*RECORDS PROVIDED*.

....................

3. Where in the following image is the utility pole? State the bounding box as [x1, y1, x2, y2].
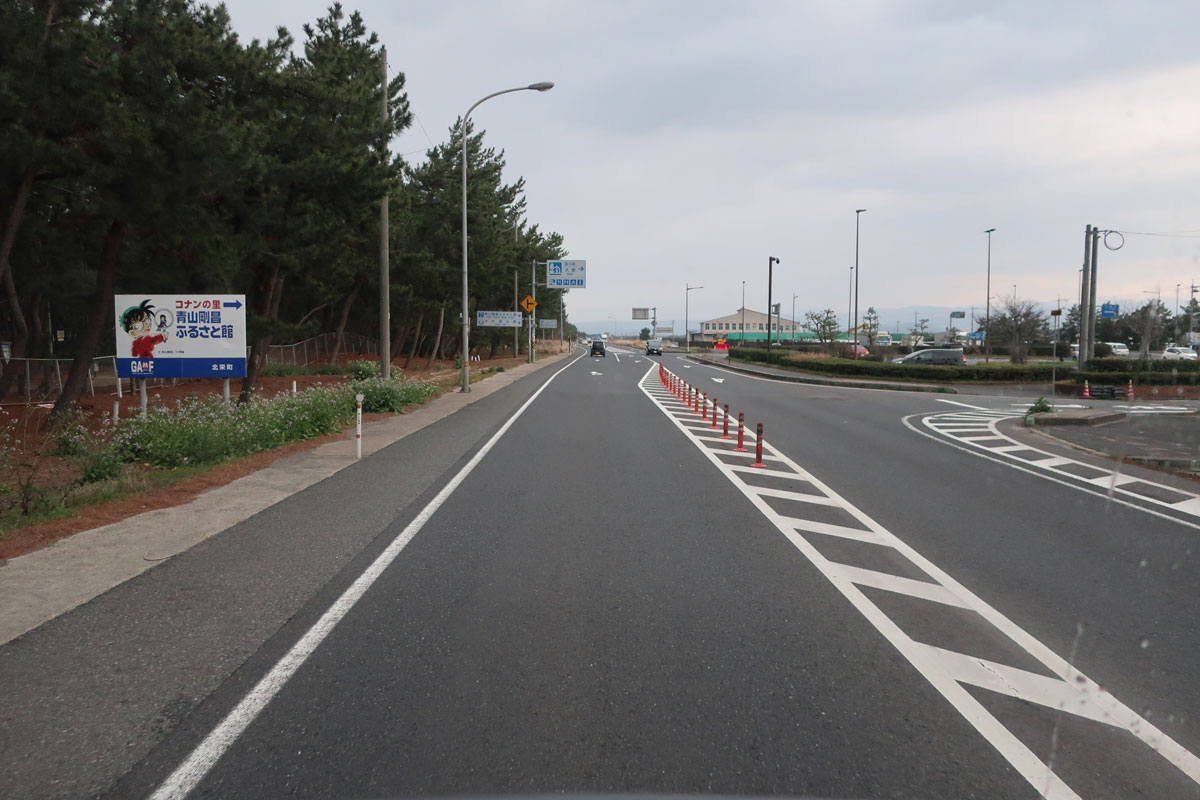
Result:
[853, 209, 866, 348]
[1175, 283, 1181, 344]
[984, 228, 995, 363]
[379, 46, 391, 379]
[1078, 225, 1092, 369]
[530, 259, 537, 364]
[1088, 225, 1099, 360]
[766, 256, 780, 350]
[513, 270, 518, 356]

....................

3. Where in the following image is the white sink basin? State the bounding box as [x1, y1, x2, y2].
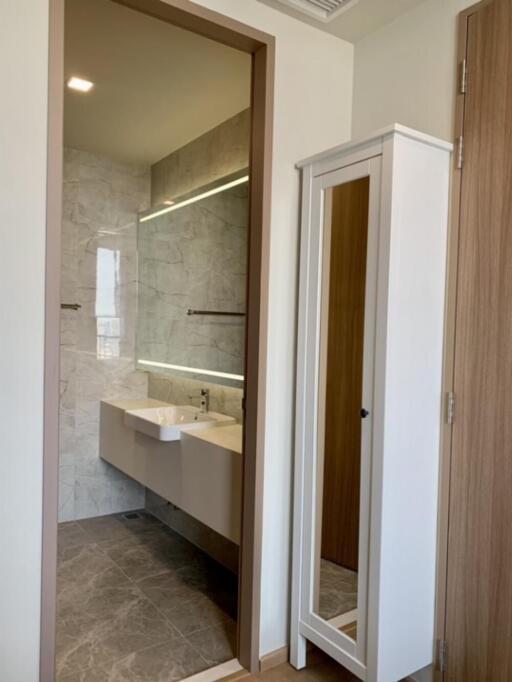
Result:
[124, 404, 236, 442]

....................

*ABOUT THIS TASK*.
Among the lines of the material, find those holding the word "State" and return them.

*TASK SOLUTION*.
3. Where in the following image is the utility pole? State the bounding box as [x1, y1, x2, y2].
3. Where in the following image is the white sink basin? State the bounding box as [x1, y1, x2, y2].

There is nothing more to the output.